Syed Mahbubur Rashid | April 11, 2014 00:00:00


Free market economy demands less or zero government interference. From this concept emanates the theory of self-regulation. It is presumed that the business organisations will regulate themselves by following the rules of games. That is why they are also known as self-regulatory organisations (SROs).

First of all, let us discuss the case for the developed countries, virtually the protagonists of free market economy. In spite of the freedom enjoyed by the business houses, there are a number of various strong regulatory authorities which oversee the activities of the business organisations. Apart from these, the government issues instruction from time to time.

Today the publicly traded companies are to include independent directors in the Board   of the Directors of a company. Earlier,   all of   them were elected by the shareholders at the annual general meeting (AGM). As common practice, the minority shareholders hardly had any say in the formal election of the directors. It was because the controlling shareholders would have already selected directors outside the AGM. After the mega corporate scam in 2001 in the USA, the then President George W Bush issued the instruction for inclusion of independent   directors. This has now become a global order. The independent director is one who will not have any kind of financial stake in the company.

### Written task 1
Arrange the records as a JSON list of strings with one string per line, starting at the first line of the records and stopping after the line that contains "<point>135,84</point>". Skip blank lines and leave the pictures out.
The text and the records have no connection to each other.

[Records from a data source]
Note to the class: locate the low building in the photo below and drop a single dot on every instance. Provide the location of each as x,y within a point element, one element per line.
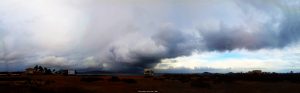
<point>255,72</point>
<point>71,72</point>
<point>29,71</point>
<point>148,72</point>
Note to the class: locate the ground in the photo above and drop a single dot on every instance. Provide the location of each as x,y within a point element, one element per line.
<point>138,84</point>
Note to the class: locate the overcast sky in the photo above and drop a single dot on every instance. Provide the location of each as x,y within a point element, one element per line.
<point>169,35</point>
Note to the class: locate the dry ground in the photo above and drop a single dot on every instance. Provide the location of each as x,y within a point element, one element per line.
<point>135,84</point>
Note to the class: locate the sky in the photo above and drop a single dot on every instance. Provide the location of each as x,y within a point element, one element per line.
<point>176,36</point>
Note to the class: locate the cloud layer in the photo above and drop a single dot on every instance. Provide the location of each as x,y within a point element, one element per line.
<point>131,35</point>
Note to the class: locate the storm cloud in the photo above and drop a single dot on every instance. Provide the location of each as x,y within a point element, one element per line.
<point>132,35</point>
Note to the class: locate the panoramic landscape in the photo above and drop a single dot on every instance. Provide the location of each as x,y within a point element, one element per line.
<point>150,46</point>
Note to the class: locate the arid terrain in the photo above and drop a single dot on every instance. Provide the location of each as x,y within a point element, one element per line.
<point>140,84</point>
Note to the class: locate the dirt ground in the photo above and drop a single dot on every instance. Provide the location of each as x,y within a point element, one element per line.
<point>136,84</point>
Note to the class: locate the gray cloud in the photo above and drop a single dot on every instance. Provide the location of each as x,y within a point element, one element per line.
<point>123,36</point>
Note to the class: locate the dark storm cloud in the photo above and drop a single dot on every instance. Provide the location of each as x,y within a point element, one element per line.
<point>125,36</point>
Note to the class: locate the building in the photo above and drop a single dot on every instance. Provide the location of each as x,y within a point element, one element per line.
<point>71,72</point>
<point>255,72</point>
<point>148,72</point>
<point>29,71</point>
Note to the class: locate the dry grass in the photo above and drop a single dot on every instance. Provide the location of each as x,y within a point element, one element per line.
<point>133,84</point>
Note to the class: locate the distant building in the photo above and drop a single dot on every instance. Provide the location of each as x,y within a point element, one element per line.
<point>148,72</point>
<point>255,71</point>
<point>29,71</point>
<point>71,72</point>
<point>67,72</point>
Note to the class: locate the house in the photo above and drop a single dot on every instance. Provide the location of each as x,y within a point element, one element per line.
<point>71,72</point>
<point>29,71</point>
<point>67,72</point>
<point>148,72</point>
<point>255,72</point>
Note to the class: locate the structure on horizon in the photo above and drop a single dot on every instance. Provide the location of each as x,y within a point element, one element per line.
<point>148,72</point>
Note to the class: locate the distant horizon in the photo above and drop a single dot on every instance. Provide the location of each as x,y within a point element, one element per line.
<point>130,35</point>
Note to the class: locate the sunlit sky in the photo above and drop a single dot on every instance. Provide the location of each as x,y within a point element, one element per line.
<point>178,36</point>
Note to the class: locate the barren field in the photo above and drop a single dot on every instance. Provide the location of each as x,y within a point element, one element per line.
<point>138,84</point>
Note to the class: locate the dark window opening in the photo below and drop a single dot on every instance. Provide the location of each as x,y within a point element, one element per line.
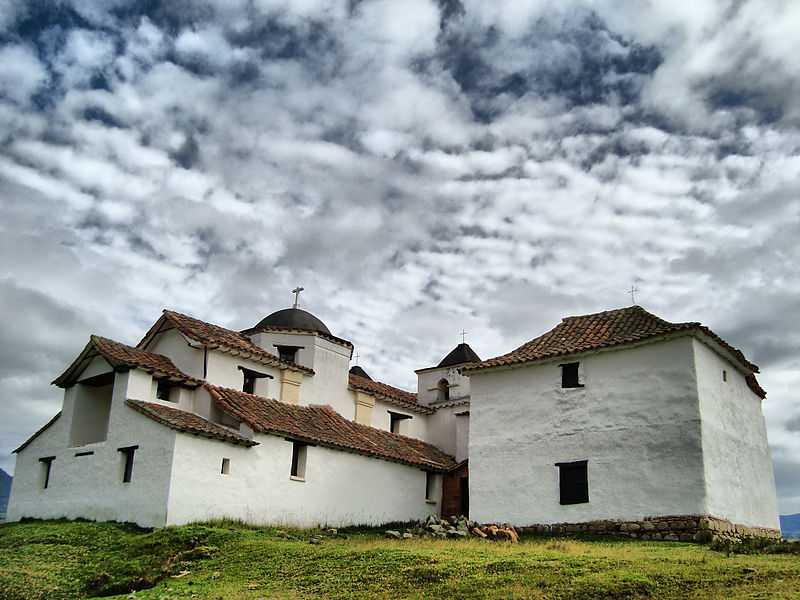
<point>127,457</point>
<point>573,482</point>
<point>47,463</point>
<point>442,390</point>
<point>299,452</point>
<point>163,390</point>
<point>288,353</point>
<point>250,377</point>
<point>394,421</point>
<point>249,385</point>
<point>463,488</point>
<point>569,375</point>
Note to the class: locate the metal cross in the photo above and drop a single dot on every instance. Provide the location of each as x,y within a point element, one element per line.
<point>296,291</point>
<point>632,292</point>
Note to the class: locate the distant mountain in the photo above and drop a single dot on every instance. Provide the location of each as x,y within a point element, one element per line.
<point>5,492</point>
<point>790,526</point>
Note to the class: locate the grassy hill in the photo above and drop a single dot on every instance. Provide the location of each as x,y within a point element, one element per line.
<point>5,492</point>
<point>790,526</point>
<point>56,560</point>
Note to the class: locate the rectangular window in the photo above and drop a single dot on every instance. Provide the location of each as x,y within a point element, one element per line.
<point>430,480</point>
<point>288,353</point>
<point>46,463</point>
<point>249,379</point>
<point>573,482</point>
<point>299,452</point>
<point>162,390</point>
<point>395,419</point>
<point>127,462</point>
<point>249,385</point>
<point>569,375</point>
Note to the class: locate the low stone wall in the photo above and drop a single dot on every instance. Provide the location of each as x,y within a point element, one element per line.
<point>686,528</point>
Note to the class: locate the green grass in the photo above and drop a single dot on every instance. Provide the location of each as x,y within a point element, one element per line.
<point>56,560</point>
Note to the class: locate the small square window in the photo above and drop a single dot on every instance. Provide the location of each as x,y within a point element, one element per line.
<point>288,353</point>
<point>569,375</point>
<point>162,390</point>
<point>395,420</point>
<point>299,453</point>
<point>573,482</point>
<point>249,385</point>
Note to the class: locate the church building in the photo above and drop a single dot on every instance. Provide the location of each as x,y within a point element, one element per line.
<point>618,416</point>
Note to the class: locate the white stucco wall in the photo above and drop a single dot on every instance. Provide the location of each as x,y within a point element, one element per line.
<point>223,370</point>
<point>91,486</point>
<point>415,427</point>
<point>171,343</point>
<point>304,341</point>
<point>636,421</point>
<point>329,384</point>
<point>462,436</point>
<point>428,380</point>
<point>340,488</point>
<point>441,429</point>
<point>738,468</point>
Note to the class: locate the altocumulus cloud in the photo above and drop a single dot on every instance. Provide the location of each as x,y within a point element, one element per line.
<point>420,167</point>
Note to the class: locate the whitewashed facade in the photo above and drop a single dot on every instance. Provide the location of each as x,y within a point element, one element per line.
<point>668,424</point>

### Written task 2
Pick up the passage on self-regulation and independent directors right after its last sentence and continue it.

### Response 1
[
  "Note to the class: locate the low building in the photo below and drop a single dot on every instance. Provide the location of each as x,y within a point element, one element per line.",
  "<point>255,72</point>",
  "<point>71,72</point>",
  "<point>29,71</point>",
  "<point>148,72</point>",
  "Note to the class: locate the ground in the photo above and drop a single dot on every instance. Provide the location of each as x,y within a point element, one element per line.",
  "<point>138,84</point>",
  "Note to the class: locate the overcast sky in the photo above and drop a single dot on every instance. Provide the location of each as x,y within a point element, one element per line.",
  "<point>169,35</point>",
  "Note to the class: locate the dry ground in the photo above and drop a single dot on every instance. Provide the location of each as x,y within a point element, one element per line.",
  "<point>135,84</point>"
]

### Response 2
In the USA, the issue of monopoly is directly handled by the government. Comcast, America`s largest  cable company, announced that it would buy Time Warner Cable, the largest provider of TV and broadband after Comcast,  for about US$ 45 billion. Market observers apprehend that it would create a Goliath because it would have more than 30 million TV subscribers and 33 per cent of broadband customers. So, American regulators should block Comcast's proposed deal with Time Warner Cable. The matter will be settled at President Obama's level.  

Now let us come back to our own country. There are various trade bodies and associations known as self-regulatory organizations (SROs). What is their performance?  In the insurance sector, a chaotic situation is prevailing. Removal of two ills can improve the situation. These are the stoppage of the credit business, and the heavy  undercut of premiums. A decade back, Bangladesh Insurance Association (BIA) framed some rules for smooth running of business in the sector. In presence of the then Commerce Minister, the rules were put into operation and the members of the BIA were loud in their promise. But subsequently, it was more honoured in breach than observance. The government set up Insurance Development and Regulatory Authority (IDRA) to bring back the insurance sector on right track. A section of insurance mandarins left no stone unturned to make it a failed organisation.

The Finance Minister openly expressed     his indignation at their activities. Decades back, Dhaka Vegetable Oil Company, an edible oil company, was sold to a high-profile businessman for implementing the policy of privatisation. When the company was under a government corporation, it was making huge profits. It was traded at the stock exchange as a blue chip issue.  The company was shut down under the private ownership. Is it believable that a company, which was earning huge profits under the government management, would collapse after it was taken up by a well established businessman? It is reported that the industry possessed huge landed property and priority was given to that sector.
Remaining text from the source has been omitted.